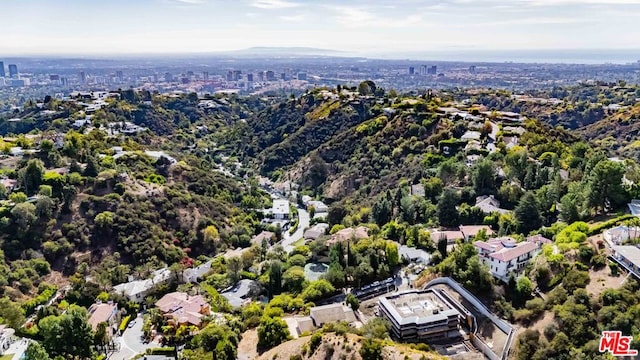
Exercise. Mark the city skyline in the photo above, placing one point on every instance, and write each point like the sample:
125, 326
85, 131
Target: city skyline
361, 28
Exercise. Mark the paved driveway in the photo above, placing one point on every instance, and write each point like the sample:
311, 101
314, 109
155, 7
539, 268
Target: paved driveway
131, 342
303, 223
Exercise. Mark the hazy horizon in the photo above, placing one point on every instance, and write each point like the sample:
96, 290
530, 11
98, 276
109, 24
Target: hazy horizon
361, 28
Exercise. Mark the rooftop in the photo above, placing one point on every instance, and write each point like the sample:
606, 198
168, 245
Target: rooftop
417, 306
183, 307
505, 248
629, 252
280, 206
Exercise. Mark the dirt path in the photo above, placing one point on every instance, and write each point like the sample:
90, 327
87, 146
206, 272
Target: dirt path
247, 345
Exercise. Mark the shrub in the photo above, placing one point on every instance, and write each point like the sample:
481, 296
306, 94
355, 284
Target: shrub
124, 323
315, 341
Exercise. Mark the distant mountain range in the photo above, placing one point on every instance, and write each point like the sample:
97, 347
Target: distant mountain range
286, 51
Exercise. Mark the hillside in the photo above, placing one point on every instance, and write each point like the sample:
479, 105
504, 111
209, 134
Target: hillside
99, 196
347, 346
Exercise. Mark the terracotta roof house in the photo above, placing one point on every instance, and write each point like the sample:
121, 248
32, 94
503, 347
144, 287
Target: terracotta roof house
489, 204
184, 309
470, 231
268, 235
505, 257
104, 312
316, 231
360, 232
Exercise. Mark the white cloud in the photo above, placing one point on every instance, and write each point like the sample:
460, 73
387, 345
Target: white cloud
190, 2
293, 18
358, 17
273, 4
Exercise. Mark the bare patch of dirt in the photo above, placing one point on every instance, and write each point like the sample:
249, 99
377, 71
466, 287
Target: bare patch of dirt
342, 347
247, 346
602, 279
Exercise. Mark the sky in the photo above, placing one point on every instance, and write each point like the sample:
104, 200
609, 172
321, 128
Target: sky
31, 27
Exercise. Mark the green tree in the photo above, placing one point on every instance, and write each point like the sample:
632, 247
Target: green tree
604, 185
524, 287
294, 279
353, 302
446, 208
24, 214
317, 289
35, 351
527, 214
67, 335
11, 313
371, 350
225, 350
275, 278
382, 211
483, 176
31, 176
211, 235
272, 332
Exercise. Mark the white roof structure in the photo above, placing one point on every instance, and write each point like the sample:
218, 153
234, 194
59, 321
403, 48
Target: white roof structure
280, 206
134, 288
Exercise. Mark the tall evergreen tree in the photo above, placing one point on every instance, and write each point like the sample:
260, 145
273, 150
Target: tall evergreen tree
527, 214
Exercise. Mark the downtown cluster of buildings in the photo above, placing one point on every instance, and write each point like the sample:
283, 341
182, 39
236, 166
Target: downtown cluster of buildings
11, 76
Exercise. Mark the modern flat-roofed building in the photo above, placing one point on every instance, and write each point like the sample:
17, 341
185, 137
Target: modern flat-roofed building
629, 257
280, 209
420, 315
331, 313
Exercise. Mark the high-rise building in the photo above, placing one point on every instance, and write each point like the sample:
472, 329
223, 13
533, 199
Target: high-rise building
13, 70
271, 76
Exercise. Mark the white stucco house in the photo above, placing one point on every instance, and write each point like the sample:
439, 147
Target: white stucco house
505, 257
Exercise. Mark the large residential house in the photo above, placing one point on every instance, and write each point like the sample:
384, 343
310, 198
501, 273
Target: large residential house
421, 315
634, 207
471, 231
104, 312
489, 204
280, 209
183, 309
137, 290
505, 257
6, 338
629, 257
331, 313
265, 235
316, 231
358, 233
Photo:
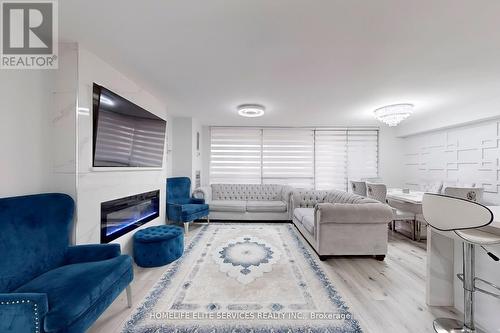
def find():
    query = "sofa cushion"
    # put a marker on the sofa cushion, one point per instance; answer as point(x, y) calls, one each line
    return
point(266, 206)
point(228, 206)
point(299, 213)
point(335, 196)
point(73, 289)
point(308, 223)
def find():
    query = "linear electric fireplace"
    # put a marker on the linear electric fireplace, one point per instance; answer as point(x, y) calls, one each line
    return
point(125, 214)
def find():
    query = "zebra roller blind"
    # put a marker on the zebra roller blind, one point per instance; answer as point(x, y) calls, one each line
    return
point(303, 158)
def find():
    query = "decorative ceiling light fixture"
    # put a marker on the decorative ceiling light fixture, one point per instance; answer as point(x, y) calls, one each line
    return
point(393, 114)
point(251, 110)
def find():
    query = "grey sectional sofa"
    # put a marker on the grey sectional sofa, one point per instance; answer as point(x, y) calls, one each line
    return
point(244, 202)
point(341, 223)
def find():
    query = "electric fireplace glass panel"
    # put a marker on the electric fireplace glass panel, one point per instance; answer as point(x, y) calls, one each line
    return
point(123, 215)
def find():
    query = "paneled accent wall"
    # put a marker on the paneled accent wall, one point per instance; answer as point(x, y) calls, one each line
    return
point(460, 155)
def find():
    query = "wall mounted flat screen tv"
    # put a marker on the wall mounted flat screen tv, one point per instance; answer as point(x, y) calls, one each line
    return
point(124, 134)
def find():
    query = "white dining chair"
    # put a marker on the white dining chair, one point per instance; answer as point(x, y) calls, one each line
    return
point(465, 218)
point(379, 192)
point(358, 187)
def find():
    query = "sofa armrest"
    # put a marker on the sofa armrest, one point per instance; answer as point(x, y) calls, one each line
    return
point(353, 213)
point(22, 312)
point(92, 252)
point(204, 192)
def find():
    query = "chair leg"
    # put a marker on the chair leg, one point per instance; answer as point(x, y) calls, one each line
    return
point(418, 226)
point(129, 296)
point(452, 325)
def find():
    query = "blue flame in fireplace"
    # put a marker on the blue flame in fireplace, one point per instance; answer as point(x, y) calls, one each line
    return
point(124, 224)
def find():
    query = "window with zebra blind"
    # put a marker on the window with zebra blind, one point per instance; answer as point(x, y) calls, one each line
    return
point(308, 158)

DESCRIPTION OF THE TASK —
Write out each line of the data exactly; the images should be left out.

TASK ANSWER —
Exercise. Mark the city skyline in the photo above, placing one point on every instance, and write each point like the sample:
125, 326
85, 131
Target: city skyline
361, 28
Exercise. Mark the paved driveway in the photo above, placing one point on every instance, and write each point like the sample:
311, 101
314, 109
155, 7
539, 268
Target: paved driveway
131, 342
303, 223
Exercise. Mark the hazy horizon in the photo above, placing one point on every instance, and write each point like the sample:
96, 290
530, 11
98, 276
109, 24
Target: hazy horizon
361, 28
Exercise. Mark the rooftop in the photo above, placing one point on every instance, and write each point like the sample:
606, 198
168, 245
Target: rooftop
417, 306
183, 307
505, 248
629, 252
280, 206
Exercise. Mark the dirt path in the photo above, placing one point on every instance, and write each point like the sample:
90, 327
87, 146
206, 272
Target: dirt path
247, 345
Exercise. Mark the shrub in the photo above, placing one point on every instance, and write each point like the sample:
481, 296
306, 94
355, 284
Target: shrub
124, 323
315, 341
Exercise. Mark the distant mountain range in the photo above, placing one point on every instance, and write each point like the sample:
97, 347
Target: distant mountain range
286, 51
Exercise. Mark the hillside in the photo above, placing one point on every instance, and write each point like the sample:
479, 105
504, 111
209, 134
Target: hillside
99, 196
347, 346
Exercise. Mark the terracotta roof house in the photo above, placing one point on every instance, and write each point like the sample:
121, 248
32, 94
503, 347
144, 287
Target: terracotta roof house
489, 204
184, 309
470, 231
268, 235
505, 257
104, 312
316, 231
360, 232
Exercise. Mark the white cloud in the photo above, placing one point on every instance, and write each point like the sample:
460, 73
387, 345
Target: white cloud
190, 2
293, 18
358, 17
273, 4
Exercise. Mark the bare patch of dirt in the photo above, placing one point on every instance, and write each point like the sample:
249, 99
377, 71
466, 287
Target: bare patch of dirt
342, 347
247, 346
602, 279
Exercise. Mark the sky in the photo above, placing one point on every instance, and write each point like the sample:
104, 200
609, 172
321, 128
Target: sky
31, 27
Exercise. Mark the green tree in the photo above, placing one point on every instance, and write each point like the sample:
632, 247
Target: green tree
604, 185
524, 287
294, 279
353, 302
446, 208
24, 214
317, 289
35, 351
527, 214
67, 335
11, 313
371, 350
225, 350
275, 278
382, 211
483, 176
31, 176
211, 235
272, 332
Exercise. Mark the white roof structure in the photo above, placing one point on every instance, and write each point like the sample:
218, 153
234, 194
59, 321
403, 48
Target: white roof structure
280, 206
134, 288
Exercise. Mark the tall evergreen tree in the photo above, placing one point on every instance, and write each point like the sample:
260, 145
273, 150
Target: tall evergreen tree
527, 214
Exercise. Mark the downtown cluster of buildings in the photo above, placing one point on every instance, and write each point like the sample:
283, 341
182, 39
236, 166
Target: downtown cluster of buildings
11, 76
Exercise. Mark the modern flat-roofed building in the photo above, placing one point on every instance, and write each point like the sample:
17, 341
185, 137
Target: modern flat-roofed building
629, 257
280, 209
420, 315
331, 313
Exercise. Mark the high-rise building in the photo above, placing one point on every instance, and write each point like the sample:
472, 329
223, 13
533, 199
Target: high-rise building
13, 70
271, 76
Exercise. Mark the white stucco house in the photo above, placing one point on every instance, and write each point like the sample:
439, 147
Target: white stucco house
505, 257
Exercise. Mark the large residential house in the photo above, placing one point on every instance, and write each point like the sample:
384, 343
310, 198
501, 273
Target: large residential house
421, 315
634, 207
471, 231
104, 312
489, 204
280, 209
183, 309
137, 290
505, 257
6, 338
629, 257
331, 313
265, 235
316, 231
358, 233
Photo:
def find():
    query = "sofa cushion"
    # put a marker on the sofa cushion, one point per instance; answer as point(x, y) calls, one each line
    return
point(266, 206)
point(228, 206)
point(299, 213)
point(335, 196)
point(73, 289)
point(308, 223)
def find():
    query = "linear electric fireplace"
    # put a marker on the linear electric fireplace, one point per instance; answer as point(x, y) calls, one each line
    return
point(125, 214)
def find():
    query = "zebra roller blind"
    # put a marker on the zebra roller blind, one point per instance; answer as point(x, y) calls, one each line
    return
point(303, 158)
def find():
    query = "decorative ceiling light fixture"
    # put a marker on the decorative ceiling light fixture, one point per instance; answer as point(x, y) calls, one each line
    return
point(393, 114)
point(251, 110)
def find():
    query = "grey sectional sofa"
    # put a marker on the grey sectional sofa, one point per instance; answer as point(x, y) calls, one each line
    return
point(244, 202)
point(341, 223)
def find():
    query = "electric fireplace glass panel"
    # put a marker on the electric fireplace glass panel, one point per instance; answer as point(x, y) calls, one each line
    return
point(123, 215)
def find():
    query = "paneled accent wall"
    # put a marker on the paneled accent wall, one point per instance; answer as point(x, y) calls, one each line
    return
point(460, 155)
def find():
    query = "wall mounted flat screen tv"
    # put a marker on the wall mounted flat screen tv, one point per instance; answer as point(x, y) calls, one each line
    return
point(124, 134)
def find():
    query = "white dining chair"
    # put a marker on the white dining chair, one point per instance; answer as point(x, y) calls, one each line
    return
point(465, 218)
point(379, 192)
point(358, 187)
def find():
    query = "sofa armrest"
    # put a marker on the sofa armrest, one point per instance; answer as point(x, y) calls, one each line
    return
point(353, 213)
point(22, 312)
point(92, 252)
point(204, 192)
def find():
    query = "chair leg"
    # put a marker on the chair leg, one point per instance; answer as point(x, y) calls, one each line
    return
point(418, 226)
point(129, 296)
point(452, 325)
def find():
    query = "blue flame in fireplace"
    # put a marker on the blue flame in fireplace, one point per instance; answer as point(x, y) calls, one each line
    return
point(124, 224)
def find():
    query = "window with zebra blind"
    # put a marker on the window with zebra blind, one point per instance; answer as point(x, y) calls, one each line
    return
point(308, 158)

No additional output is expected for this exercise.